Given data section start

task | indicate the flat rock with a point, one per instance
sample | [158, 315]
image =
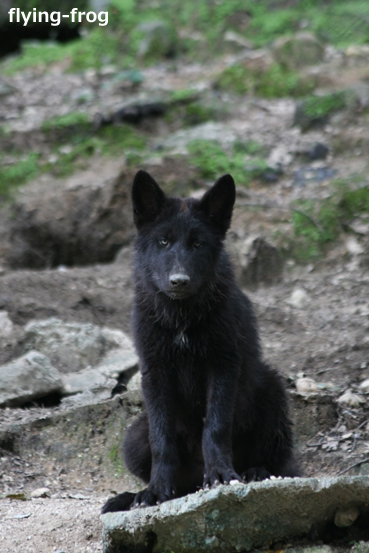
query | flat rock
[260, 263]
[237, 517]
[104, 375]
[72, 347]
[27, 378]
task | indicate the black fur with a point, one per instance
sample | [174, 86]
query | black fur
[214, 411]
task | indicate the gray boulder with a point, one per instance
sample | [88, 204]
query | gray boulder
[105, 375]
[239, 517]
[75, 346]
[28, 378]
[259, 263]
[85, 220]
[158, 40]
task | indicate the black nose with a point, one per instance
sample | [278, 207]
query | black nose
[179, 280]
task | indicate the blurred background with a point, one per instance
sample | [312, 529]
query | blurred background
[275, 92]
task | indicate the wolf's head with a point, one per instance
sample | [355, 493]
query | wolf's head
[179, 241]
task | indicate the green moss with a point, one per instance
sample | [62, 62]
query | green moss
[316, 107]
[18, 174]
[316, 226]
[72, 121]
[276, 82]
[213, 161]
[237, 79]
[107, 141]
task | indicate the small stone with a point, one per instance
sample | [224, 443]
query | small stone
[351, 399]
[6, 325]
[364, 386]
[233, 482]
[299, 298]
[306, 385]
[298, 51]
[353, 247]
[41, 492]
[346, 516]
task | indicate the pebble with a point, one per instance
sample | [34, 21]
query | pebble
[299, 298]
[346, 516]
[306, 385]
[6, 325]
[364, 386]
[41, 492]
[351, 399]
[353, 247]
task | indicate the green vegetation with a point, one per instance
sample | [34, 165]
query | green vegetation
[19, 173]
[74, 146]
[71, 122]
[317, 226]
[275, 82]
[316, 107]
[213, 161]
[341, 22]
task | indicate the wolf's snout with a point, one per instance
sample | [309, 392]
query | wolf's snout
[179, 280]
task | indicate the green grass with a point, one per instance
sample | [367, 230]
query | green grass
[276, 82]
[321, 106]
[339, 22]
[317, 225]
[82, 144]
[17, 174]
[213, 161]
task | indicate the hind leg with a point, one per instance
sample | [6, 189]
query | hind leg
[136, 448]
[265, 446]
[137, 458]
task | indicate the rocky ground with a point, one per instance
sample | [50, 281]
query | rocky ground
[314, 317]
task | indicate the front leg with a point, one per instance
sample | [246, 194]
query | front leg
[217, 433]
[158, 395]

Given data section end

> _Problem to solve_
When an image appears in the data, skip it and output the rest exactly.

> _Result of this task_
task | indicate the flat rock with a point, one per instance
sample | [158, 315]
image =
query | flat rock
[260, 263]
[237, 517]
[104, 375]
[72, 347]
[27, 378]
task | indicate the black fur with a point, one per instance
sample | [174, 86]
query | black fur
[214, 411]
task | indicate the gray boulder with a point, one per instance
sample | [88, 204]
query | gray boulder
[105, 375]
[239, 517]
[75, 346]
[28, 378]
[259, 263]
[85, 220]
[158, 40]
task | indicate the black nose with a point, one per instance
sample | [278, 207]
query | black nose
[179, 280]
task | indicate the blurred background with a point, one per instance
sample | [312, 529]
query | blurred background
[275, 92]
task | indicate the wolf's head with a point, one per instance
sample | [355, 493]
query | wolf's head
[179, 241]
task | indicate the green moss with a point, one per instance
sample | [62, 62]
query | green moss
[316, 107]
[18, 174]
[316, 226]
[72, 121]
[276, 82]
[213, 161]
[237, 79]
[107, 141]
task | indicate the small stone with a point, one per instance
sample | [224, 443]
query | small stone
[351, 399]
[6, 325]
[364, 386]
[233, 482]
[299, 298]
[306, 385]
[298, 51]
[353, 247]
[41, 492]
[346, 516]
task | indicate the pebble with a point, one per instance
sample | [34, 21]
query | pebble
[299, 298]
[346, 516]
[306, 385]
[6, 325]
[364, 386]
[41, 492]
[351, 399]
[353, 247]
task | indicate the green vegetation with a point, one per instance
sample | [34, 165]
query | green vegetation
[19, 173]
[74, 146]
[71, 122]
[317, 226]
[275, 82]
[316, 107]
[213, 161]
[341, 22]
task | indicate the wolf's snout with a point, one per instance
sample | [309, 392]
query | wolf's snout
[179, 280]
task | indicate the green grass with a point, one per instance
sample | [367, 230]
query | green grass
[276, 82]
[321, 106]
[339, 22]
[317, 225]
[82, 144]
[17, 174]
[213, 161]
task | indicate the hind leg with a point, one per instance
sample | [6, 189]
query | hind leg
[136, 448]
[265, 446]
[137, 458]
task | indicate the rocky ground with a point, one per instance
sample | [50, 281]
query | rocky ground
[314, 317]
task | indicate the front leg with a point, one per instance
sample | [246, 194]
query | front leg
[217, 433]
[158, 395]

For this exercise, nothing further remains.